_TASK DESCRIPTION_.
Reproduce all of the data below line for line, changing no character.

((

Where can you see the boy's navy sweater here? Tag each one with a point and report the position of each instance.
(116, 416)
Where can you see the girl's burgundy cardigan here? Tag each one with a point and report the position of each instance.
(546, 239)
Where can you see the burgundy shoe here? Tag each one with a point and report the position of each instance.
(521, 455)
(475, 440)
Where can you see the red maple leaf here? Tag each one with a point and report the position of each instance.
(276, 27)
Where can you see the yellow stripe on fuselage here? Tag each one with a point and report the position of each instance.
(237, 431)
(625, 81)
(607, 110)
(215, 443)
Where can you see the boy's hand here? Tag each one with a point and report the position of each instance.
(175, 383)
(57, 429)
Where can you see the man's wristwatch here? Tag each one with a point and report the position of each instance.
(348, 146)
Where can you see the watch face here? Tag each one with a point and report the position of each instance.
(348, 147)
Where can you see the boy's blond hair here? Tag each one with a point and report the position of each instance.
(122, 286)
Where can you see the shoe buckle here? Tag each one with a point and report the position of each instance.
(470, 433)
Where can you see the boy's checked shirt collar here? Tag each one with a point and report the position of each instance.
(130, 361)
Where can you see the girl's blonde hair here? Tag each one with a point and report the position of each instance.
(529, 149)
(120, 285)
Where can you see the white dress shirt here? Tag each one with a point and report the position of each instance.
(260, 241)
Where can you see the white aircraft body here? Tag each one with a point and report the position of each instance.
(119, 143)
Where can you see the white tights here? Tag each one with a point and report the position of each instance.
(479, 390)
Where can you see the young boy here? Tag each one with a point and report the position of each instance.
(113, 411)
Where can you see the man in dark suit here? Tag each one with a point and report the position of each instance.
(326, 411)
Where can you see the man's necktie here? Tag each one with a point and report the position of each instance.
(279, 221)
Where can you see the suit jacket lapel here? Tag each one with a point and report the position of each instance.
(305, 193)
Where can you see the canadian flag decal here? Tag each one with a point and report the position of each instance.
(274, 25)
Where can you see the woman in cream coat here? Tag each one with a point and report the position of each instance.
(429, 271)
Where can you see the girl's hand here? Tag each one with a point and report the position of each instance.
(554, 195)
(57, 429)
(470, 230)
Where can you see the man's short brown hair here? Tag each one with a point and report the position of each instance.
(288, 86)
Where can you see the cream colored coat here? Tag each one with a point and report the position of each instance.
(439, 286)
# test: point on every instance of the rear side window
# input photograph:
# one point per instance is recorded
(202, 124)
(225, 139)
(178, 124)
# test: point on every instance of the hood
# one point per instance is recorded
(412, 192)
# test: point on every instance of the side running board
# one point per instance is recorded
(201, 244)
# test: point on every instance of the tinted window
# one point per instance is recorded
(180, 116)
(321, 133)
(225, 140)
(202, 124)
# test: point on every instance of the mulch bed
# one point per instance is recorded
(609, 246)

))

_SOLUTION_.
Where can you see the boy's navy sweater here? Tag each one with a point and report the position of each instance.
(116, 416)
Where can you see the girl's burgundy cardigan here? Tag each one with a point and report the position of each instance.
(546, 239)
Where can you see the burgundy shoe here? Tag each one with a point and report the position of each instance.
(521, 455)
(475, 440)
Where can you see the red maple leaf here? Tag each one with a point and report the position of each instance.
(276, 27)
Where can you see the yellow stripe on fuselage here? Tag each one with a point and report the position of each instance.
(237, 431)
(625, 81)
(607, 110)
(215, 443)
Where can you see the boy's hand here? Tag each one with a point and report the position of each instance.
(175, 383)
(57, 429)
Where can you see the man's wristwatch here? Tag each one with a point and report the position of each instance.
(348, 146)
Where can you see the watch face here? Tag each one with a point and report the position of each instance.
(348, 147)
Where can you see the boy's blond hair here? Tag each one with a point and report the position of each instance.
(122, 286)
Where can you see the shoe buckle here? Tag each one with a point and report the position of each instance.
(470, 433)
Where can you see the boy's checked shirt collar here? Tag each one with a point and report the position of each instance.
(130, 361)
Where can you see the girl's blonde hair here? Tag each one with a point and report the position of each instance.
(529, 149)
(120, 285)
Where can you see the white dress shirt here? Tag each one with a point and report the position of each instance.
(260, 241)
Where can you see the white aircraft body here? Tag each one with a point and report the position of each instance.
(119, 143)
Where can you see the white tights here? Tag each one with a point and report the position of each instance.
(479, 390)
Where can you see the young boy here? Tag each one with a point and report the position of each instance.
(113, 411)
Where can you see the man in dark suit here? Tag each one with a point and report the position of each instance.
(326, 411)
Where can you see the man's necktie here? Tag each one with a point and report the position of each instance.
(279, 221)
Where can you see the suit jacket lapel here? Tag each one with a point and report the position of each instance.
(305, 193)
Where can you see the canadian flag decal here? Tag each one with a point and report the position of each instance.
(274, 25)
Where can you see the woman in cream coat here? Tag each one with a point and report the position of each instance.
(429, 271)
Where can you see the girl's hand here? Tag each one with a point and report the position of each instance.
(554, 195)
(57, 429)
(470, 230)
Where can you see the man's short brown hair here? Tag each one with a point and report the position of each instance.
(288, 86)
Where can you see the cream colored coat here? Tag each one with a point and report the position of each instance.
(439, 286)
# test: point on every instance of the rear side window
# input photograph:
# one point per instance is recorded
(202, 124)
(225, 139)
(178, 124)
# test: point on every instance of the hood
# one point per instance is recorded
(412, 192)
# test: point on every instance of the side running board
# one point per instance is recorded
(201, 244)
# test: point on every instance of the tinted window
# one point per instance is recorded
(180, 116)
(321, 133)
(225, 140)
(202, 124)
# test: point on every instance of the mulch bed
# one point per instance is recorded
(609, 246)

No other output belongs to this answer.